WORK ITEM: Reproduce everything in the listing from its start down to the line containing "113L486 112L482 152L514", omitting the pictures.

Stored data:
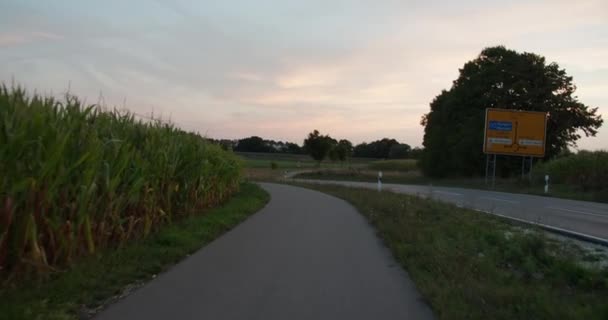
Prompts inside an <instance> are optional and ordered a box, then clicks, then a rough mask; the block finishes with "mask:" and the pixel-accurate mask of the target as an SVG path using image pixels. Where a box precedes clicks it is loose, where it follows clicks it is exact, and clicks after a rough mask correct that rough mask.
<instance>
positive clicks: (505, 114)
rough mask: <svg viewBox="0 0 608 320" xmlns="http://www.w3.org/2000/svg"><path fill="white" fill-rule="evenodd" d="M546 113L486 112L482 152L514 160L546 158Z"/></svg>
mask: <svg viewBox="0 0 608 320" xmlns="http://www.w3.org/2000/svg"><path fill="white" fill-rule="evenodd" d="M546 131H547V113H545V112H532V111H519V110H508V109H491V108H488V109H486V129H485V136H484V143H483V152H484V153H489V154H505V155H514V156H532V157H544V156H545V141H546Z"/></svg>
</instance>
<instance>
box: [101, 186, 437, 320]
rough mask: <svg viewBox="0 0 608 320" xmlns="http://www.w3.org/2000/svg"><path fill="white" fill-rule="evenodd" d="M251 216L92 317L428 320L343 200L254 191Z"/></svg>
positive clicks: (296, 189)
mask: <svg viewBox="0 0 608 320" xmlns="http://www.w3.org/2000/svg"><path fill="white" fill-rule="evenodd" d="M261 185H262V187H263V188H264V189H266V190H267V191H268V192H270V194H271V196H272V198H271V201H270V202H269V204H268V205H267V206H266V207H265V208H264V209H262V210H261V211H260V212H258V213H256V214H255V215H253V216H252V217H251V218H249V219H248V220H246V221H245V222H243V223H242V224H240V225H239V226H237V227H236V228H234V229H233V230H231V231H230V232H228V233H226V234H225V235H223V236H222V237H220V238H218V239H216V240H215V241H214V242H212V243H210V244H209V245H207V246H206V247H204V248H203V249H201V250H199V251H198V252H196V253H195V254H193V255H191V256H190V257H189V258H187V259H186V260H184V261H183V262H181V263H179V264H178V265H176V266H174V267H173V268H171V269H170V270H169V271H168V272H166V273H164V274H161V275H159V276H158V277H157V278H156V279H154V280H152V281H151V282H150V283H148V284H147V285H146V286H144V287H142V288H141V289H139V290H137V291H135V292H134V293H133V294H132V295H130V296H128V297H126V298H125V299H123V300H121V301H119V302H117V303H116V304H114V305H111V306H110V307H109V308H107V309H106V310H104V311H103V312H101V313H100V314H98V316H97V317H96V318H95V319H98V320H104V319H146V320H154V319H214V320H216V319H264V320H272V319H432V318H433V314H432V312H431V311H430V309H429V307H428V306H427V305H426V304H425V303H424V302H423V301H422V300H421V298H420V296H419V294H418V292H417V291H416V289H415V287H414V285H413V283H412V282H411V280H410V279H409V277H408V275H407V274H406V273H405V272H404V271H403V270H402V269H401V267H400V266H399V265H398V264H397V263H396V262H395V261H394V259H393V258H392V256H391V255H390V252H389V251H388V250H387V249H386V248H385V247H384V246H383V245H382V243H381V241H380V240H378V238H377V237H376V236H375V233H374V230H373V229H372V227H371V226H370V225H369V224H368V223H367V222H366V221H365V219H364V218H363V217H362V216H361V215H360V214H359V213H358V212H357V211H356V210H355V209H354V208H353V207H352V206H350V205H349V204H347V203H346V202H344V201H342V200H340V199H337V198H334V197H331V196H329V195H325V194H322V193H319V192H316V191H312V190H307V189H302V188H297V187H293V186H286V185H278V184H266V183H264V184H261Z"/></svg>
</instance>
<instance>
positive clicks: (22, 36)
mask: <svg viewBox="0 0 608 320" xmlns="http://www.w3.org/2000/svg"><path fill="white" fill-rule="evenodd" d="M60 39H63V36H61V35H58V34H54V33H50V32H44V31H18V32H1V33H0V47H9V46H16V45H21V44H26V43H30V42H35V41H39V40H60Z"/></svg>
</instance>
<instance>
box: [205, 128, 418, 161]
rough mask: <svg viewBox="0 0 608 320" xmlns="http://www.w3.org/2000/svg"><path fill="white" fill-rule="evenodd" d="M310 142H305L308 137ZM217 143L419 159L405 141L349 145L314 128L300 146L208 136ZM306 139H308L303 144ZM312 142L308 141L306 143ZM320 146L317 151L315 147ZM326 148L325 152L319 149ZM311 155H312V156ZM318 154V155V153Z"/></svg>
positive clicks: (270, 150) (269, 151) (267, 139)
mask: <svg viewBox="0 0 608 320" xmlns="http://www.w3.org/2000/svg"><path fill="white" fill-rule="evenodd" d="M311 135H312V139H313V140H311V141H309V140H310V139H311ZM208 140H209V141H211V142H213V143H216V144H219V145H220V146H222V148H224V149H226V150H233V151H234V152H257V153H284V154H309V155H311V156H312V157H313V159H317V158H319V157H321V158H322V160H324V159H325V158H329V159H330V160H332V161H337V160H340V161H345V160H346V159H347V158H351V157H356V158H376V159H407V158H414V159H416V158H419V157H420V156H421V154H422V149H421V148H419V147H415V148H412V147H411V146H410V145H408V144H406V143H400V142H399V141H397V140H396V139H391V138H382V139H379V140H375V141H372V142H369V143H368V142H362V143H359V144H357V145H353V144H352V142H350V141H349V140H347V139H339V140H337V139H334V138H332V137H330V136H329V135H321V134H320V133H319V131H318V130H313V131H312V132H311V133H310V134H309V136H308V137H307V138H306V139H305V140H304V143H303V144H302V145H299V144H297V143H293V142H288V141H275V140H270V139H264V138H261V137H259V136H251V137H247V138H243V139H235V140H229V139H208ZM307 141H309V143H308V145H307ZM310 142H312V144H310ZM318 147H320V148H321V149H320V150H317V148H318ZM324 149H327V150H326V151H323V150H324ZM313 154H314V155H313ZM321 155H322V156H321Z"/></svg>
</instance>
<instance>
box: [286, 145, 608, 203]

EXERCISE RESPONSE:
Prompts inside an <instance> are optional and ordered a box, then clicks, then a rough mask; the block finishes with "mask:" and the pixel-accurate mask of the target as an SVG path using image pixels. Where a box precedes clicks it is loose, where it follows clicks it is exact, and clicks after a rough mask correct that rough mask.
<instance>
positive clicks: (505, 114)
rough mask: <svg viewBox="0 0 608 320" xmlns="http://www.w3.org/2000/svg"><path fill="white" fill-rule="evenodd" d="M546 113L486 112L482 152L514 160L546 158Z"/></svg>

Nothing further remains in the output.